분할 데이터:
■ ■ ■

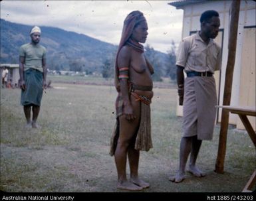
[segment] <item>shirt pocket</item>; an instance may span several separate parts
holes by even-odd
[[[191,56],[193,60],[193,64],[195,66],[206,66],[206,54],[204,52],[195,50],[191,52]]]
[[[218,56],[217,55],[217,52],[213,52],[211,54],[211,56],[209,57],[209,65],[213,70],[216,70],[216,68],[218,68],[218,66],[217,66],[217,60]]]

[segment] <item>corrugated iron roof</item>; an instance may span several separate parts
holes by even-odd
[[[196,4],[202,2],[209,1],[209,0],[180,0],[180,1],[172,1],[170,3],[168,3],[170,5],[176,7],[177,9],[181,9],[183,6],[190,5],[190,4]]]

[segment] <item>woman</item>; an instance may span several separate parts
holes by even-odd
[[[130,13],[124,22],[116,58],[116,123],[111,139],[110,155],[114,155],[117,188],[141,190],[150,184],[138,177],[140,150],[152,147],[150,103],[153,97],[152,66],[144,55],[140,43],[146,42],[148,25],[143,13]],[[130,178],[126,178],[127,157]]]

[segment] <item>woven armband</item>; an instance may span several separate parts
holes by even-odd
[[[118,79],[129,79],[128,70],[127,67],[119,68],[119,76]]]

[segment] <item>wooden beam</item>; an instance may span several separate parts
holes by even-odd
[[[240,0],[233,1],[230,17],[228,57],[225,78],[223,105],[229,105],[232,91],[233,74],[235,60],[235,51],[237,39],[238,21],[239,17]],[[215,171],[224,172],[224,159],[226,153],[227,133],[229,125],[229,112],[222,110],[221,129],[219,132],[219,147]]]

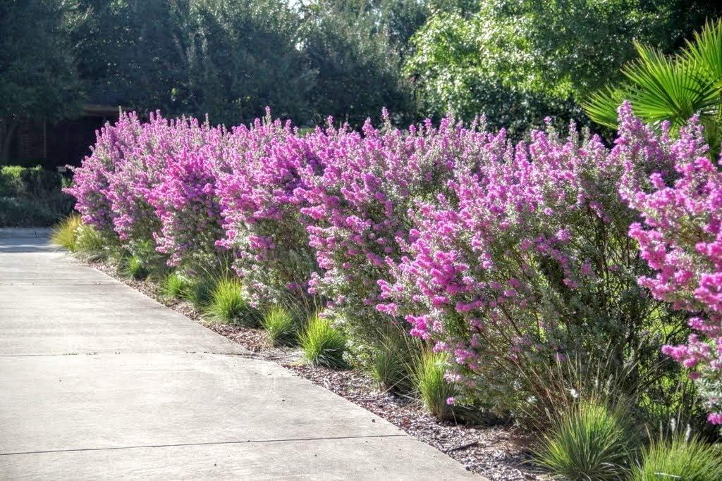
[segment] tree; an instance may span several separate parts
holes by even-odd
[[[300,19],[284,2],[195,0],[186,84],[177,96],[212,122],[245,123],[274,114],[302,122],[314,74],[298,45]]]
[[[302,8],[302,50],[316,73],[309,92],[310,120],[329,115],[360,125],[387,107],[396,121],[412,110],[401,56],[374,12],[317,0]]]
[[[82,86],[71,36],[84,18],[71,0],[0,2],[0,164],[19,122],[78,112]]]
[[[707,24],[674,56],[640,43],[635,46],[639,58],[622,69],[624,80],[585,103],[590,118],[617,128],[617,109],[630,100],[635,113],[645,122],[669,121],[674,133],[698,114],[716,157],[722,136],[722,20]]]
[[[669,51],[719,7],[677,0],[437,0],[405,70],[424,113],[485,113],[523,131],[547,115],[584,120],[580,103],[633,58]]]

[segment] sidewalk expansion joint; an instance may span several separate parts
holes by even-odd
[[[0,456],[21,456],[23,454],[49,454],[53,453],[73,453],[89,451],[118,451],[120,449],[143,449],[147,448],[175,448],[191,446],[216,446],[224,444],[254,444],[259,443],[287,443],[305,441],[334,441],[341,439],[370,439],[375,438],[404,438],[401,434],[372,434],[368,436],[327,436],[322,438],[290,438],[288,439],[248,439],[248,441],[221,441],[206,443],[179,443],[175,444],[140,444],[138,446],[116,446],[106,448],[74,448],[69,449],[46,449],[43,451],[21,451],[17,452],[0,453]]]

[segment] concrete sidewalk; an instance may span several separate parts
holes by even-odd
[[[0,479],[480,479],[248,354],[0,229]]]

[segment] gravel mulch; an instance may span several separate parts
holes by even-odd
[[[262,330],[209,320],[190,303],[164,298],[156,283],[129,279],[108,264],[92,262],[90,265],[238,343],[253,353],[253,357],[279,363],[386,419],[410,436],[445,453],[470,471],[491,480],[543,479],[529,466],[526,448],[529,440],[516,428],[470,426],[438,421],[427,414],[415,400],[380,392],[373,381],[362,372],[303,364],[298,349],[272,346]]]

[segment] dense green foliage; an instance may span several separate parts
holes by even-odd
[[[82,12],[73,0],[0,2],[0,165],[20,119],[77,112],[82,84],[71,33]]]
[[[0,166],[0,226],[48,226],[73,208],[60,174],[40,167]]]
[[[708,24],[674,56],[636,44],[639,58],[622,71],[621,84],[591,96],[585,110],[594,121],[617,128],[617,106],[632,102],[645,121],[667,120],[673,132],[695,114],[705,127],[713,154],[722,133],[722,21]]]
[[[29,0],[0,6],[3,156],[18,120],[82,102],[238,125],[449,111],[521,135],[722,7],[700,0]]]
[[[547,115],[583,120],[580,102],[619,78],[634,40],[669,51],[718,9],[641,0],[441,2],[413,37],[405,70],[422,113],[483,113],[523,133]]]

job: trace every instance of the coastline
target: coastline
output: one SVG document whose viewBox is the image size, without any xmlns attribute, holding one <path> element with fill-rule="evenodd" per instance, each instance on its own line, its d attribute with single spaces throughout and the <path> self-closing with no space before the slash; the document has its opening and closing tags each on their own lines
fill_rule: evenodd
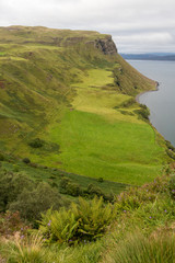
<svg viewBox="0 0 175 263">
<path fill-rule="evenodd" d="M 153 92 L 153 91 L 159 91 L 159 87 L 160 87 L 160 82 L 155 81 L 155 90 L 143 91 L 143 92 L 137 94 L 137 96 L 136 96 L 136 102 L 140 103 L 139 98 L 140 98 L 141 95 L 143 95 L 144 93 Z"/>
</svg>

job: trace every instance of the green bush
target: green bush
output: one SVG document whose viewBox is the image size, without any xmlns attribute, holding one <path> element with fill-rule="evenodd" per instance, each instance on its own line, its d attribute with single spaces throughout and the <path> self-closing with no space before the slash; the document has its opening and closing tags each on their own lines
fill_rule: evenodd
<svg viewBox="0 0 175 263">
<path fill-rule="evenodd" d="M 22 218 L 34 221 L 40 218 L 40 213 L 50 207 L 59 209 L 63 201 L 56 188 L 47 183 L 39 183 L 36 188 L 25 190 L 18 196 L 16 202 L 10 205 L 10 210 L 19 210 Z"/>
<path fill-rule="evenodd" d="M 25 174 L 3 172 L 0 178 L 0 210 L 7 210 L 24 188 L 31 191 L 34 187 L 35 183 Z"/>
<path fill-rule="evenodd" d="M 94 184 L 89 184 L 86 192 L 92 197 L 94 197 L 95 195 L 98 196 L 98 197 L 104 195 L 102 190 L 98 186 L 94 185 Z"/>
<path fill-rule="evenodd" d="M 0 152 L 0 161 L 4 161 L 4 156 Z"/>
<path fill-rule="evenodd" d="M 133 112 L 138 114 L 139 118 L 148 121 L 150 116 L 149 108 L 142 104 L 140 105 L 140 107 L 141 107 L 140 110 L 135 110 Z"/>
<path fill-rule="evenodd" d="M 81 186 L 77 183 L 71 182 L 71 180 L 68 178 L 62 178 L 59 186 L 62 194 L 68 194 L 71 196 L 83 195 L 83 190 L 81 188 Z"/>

■ ■ ■

출제 문제: 위에 있는 항목 전부를 한 글자도 바꾸지 말고 다시 적어 주세요. 그림은 빼고 적으면 됩니다.

과제 풀이:
[segment] <item>shirt pocket</item>; an instance may span several separate parts
holes by even-odd
[[[191,56],[193,60],[193,64],[195,66],[206,66],[206,54],[204,52],[195,50],[191,52]]]
[[[218,56],[217,55],[217,52],[213,52],[211,54],[211,56],[209,57],[209,65],[213,70],[216,70],[216,68],[218,68],[218,66],[217,66],[217,60]]]

[segment] <item>corrugated iron roof</item>; an instance may span several separate parts
holes by even-odd
[[[196,4],[202,2],[209,1],[209,0],[180,0],[180,1],[172,1],[170,3],[168,3],[170,5],[176,7],[177,9],[181,9],[183,6],[190,5],[190,4]]]

[segment] <item>woman</item>; an instance may span several separate parts
holes by even-odd
[[[130,13],[124,22],[116,58],[116,123],[111,139],[110,155],[114,155],[117,188],[141,190],[150,184],[138,177],[140,150],[152,147],[150,103],[153,97],[152,66],[144,55],[140,43],[146,42],[148,25],[143,13]],[[130,178],[126,178],[127,157]]]

[segment] <item>woven armband</item>; an instance may span several separate parts
holes by even-odd
[[[118,79],[129,79],[128,70],[127,67],[119,68],[119,76]]]

[segment] <item>wooden beam</item>; an instance may span several separate parts
holes by even-odd
[[[240,0],[233,1],[230,17],[228,57],[225,78],[223,105],[229,105],[232,91],[233,74],[235,60],[235,51],[237,39],[238,21],[239,17]],[[215,171],[224,172],[224,159],[226,153],[227,133],[229,125],[229,112],[222,110],[221,129],[219,132],[219,147]]]

[segment] tree; an instance may span several separate parts
holes by even-odd
[[[300,19],[284,2],[195,0],[186,84],[177,96],[212,122],[245,123],[274,114],[302,122],[314,74],[298,45]]]
[[[302,8],[302,50],[316,73],[309,92],[310,120],[329,115],[360,125],[387,107],[396,121],[412,110],[401,56],[374,12],[317,0]]]
[[[82,86],[71,36],[84,18],[71,0],[0,2],[0,164],[19,122],[78,112]]]
[[[707,24],[674,56],[640,43],[635,46],[639,58],[622,69],[624,80],[585,103],[590,118],[617,128],[617,109],[630,100],[635,113],[645,122],[669,121],[674,133],[698,114],[716,157],[722,136],[722,20]]]
[[[669,51],[719,7],[677,0],[437,0],[405,70],[424,113],[485,113],[523,131],[547,115],[584,120],[580,103],[633,58]]]

[segment] sidewalk expansion joint; an instance may span several separate parts
holes by even-odd
[[[0,456],[21,456],[23,454],[49,454],[53,453],[73,453],[89,451],[118,451],[120,449],[143,449],[147,448],[175,448],[191,446],[216,446],[224,444],[254,444],[259,443],[287,443],[305,441],[334,441],[341,439],[370,439],[375,438],[404,438],[401,434],[372,434],[368,436],[327,436],[322,438],[290,438],[288,439],[248,439],[248,441],[221,441],[206,443],[179,443],[175,444],[140,444],[138,446],[116,446],[106,448],[74,448],[69,449],[46,449],[43,451],[21,451],[17,452],[0,453]]]

[segment] concrete sidewalk; an instance may span several separate parts
holes by even-odd
[[[0,479],[480,479],[248,354],[0,229]]]

[segment] gravel mulch; an instance may span several separate parts
holes by even-odd
[[[262,330],[209,320],[190,303],[164,298],[156,283],[129,279],[108,264],[92,262],[90,265],[238,343],[253,353],[253,357],[279,363],[386,419],[410,436],[445,453],[470,471],[491,480],[543,479],[529,466],[526,448],[529,440],[516,428],[470,426],[438,421],[427,414],[415,400],[380,392],[373,381],[362,372],[303,364],[298,349],[272,346]]]

[segment] dense green foliage; an instance may span several separate parts
holes by even-odd
[[[82,12],[73,0],[0,2],[0,165],[20,119],[77,112],[82,84],[71,33]]]
[[[0,166],[0,226],[48,226],[73,208],[60,174],[40,167]]]
[[[708,24],[674,56],[636,44],[639,58],[622,71],[621,84],[591,96],[585,110],[594,121],[617,128],[617,106],[632,102],[645,121],[667,120],[673,132],[695,114],[705,127],[713,154],[722,133],[722,21]]]
[[[29,0],[0,6],[3,156],[18,120],[82,102],[238,125],[449,111],[521,135],[722,7],[700,0]]]
[[[547,115],[583,120],[580,102],[619,78],[634,40],[669,51],[718,9],[641,0],[441,2],[413,37],[405,70],[422,113],[483,113],[523,133]]]

job: trace every instance of the coastline
target: coastline
output: one SVG document whose viewBox is the image size, without any xmlns attribute, holding one <path> element with fill-rule="evenodd" per instance, each instance on its own line, its d attribute with single spaces throughout and the <path> self-closing with no space before the slash; the document has its opening and closing tags each on their own lines
fill_rule: evenodd
<svg viewBox="0 0 175 263">
<path fill-rule="evenodd" d="M 153 92 L 153 91 L 159 91 L 159 87 L 160 87 L 160 82 L 155 81 L 155 90 L 143 91 L 143 92 L 137 94 L 137 96 L 136 96 L 136 102 L 140 103 L 139 98 L 140 98 L 141 95 L 143 95 L 144 93 Z"/>
</svg>

job: trace every instance of the green bush
target: green bush
output: one SVG document whose viewBox is the image size, without any xmlns attribute, holding one <path> element with fill-rule="evenodd" per instance, each instance on its own line, its d attribute with single spaces throughout and the <path> self-closing with no space before the slash; the document has its opening and closing tags each on their own lines
fill_rule: evenodd
<svg viewBox="0 0 175 263">
<path fill-rule="evenodd" d="M 22 218 L 34 221 L 40 218 L 40 213 L 50 207 L 59 209 L 63 201 L 56 188 L 47 183 L 39 183 L 36 188 L 25 190 L 18 196 L 16 202 L 10 205 L 10 210 L 19 210 Z"/>
<path fill-rule="evenodd" d="M 25 174 L 3 172 L 0 178 L 0 210 L 7 210 L 24 188 L 31 191 L 34 187 L 35 183 Z"/>
<path fill-rule="evenodd" d="M 94 184 L 89 184 L 86 192 L 92 197 L 94 197 L 95 195 L 98 196 L 98 197 L 104 195 L 102 190 L 98 186 L 94 185 Z"/>
<path fill-rule="evenodd" d="M 0 152 L 0 161 L 4 161 L 4 156 Z"/>
<path fill-rule="evenodd" d="M 133 112 L 138 114 L 139 118 L 148 121 L 150 116 L 149 108 L 142 104 L 140 105 L 140 107 L 141 107 L 140 110 L 135 110 Z"/>
<path fill-rule="evenodd" d="M 81 186 L 77 183 L 71 182 L 71 180 L 68 178 L 62 178 L 59 186 L 62 194 L 68 194 L 71 196 L 83 195 L 83 190 L 81 188 Z"/>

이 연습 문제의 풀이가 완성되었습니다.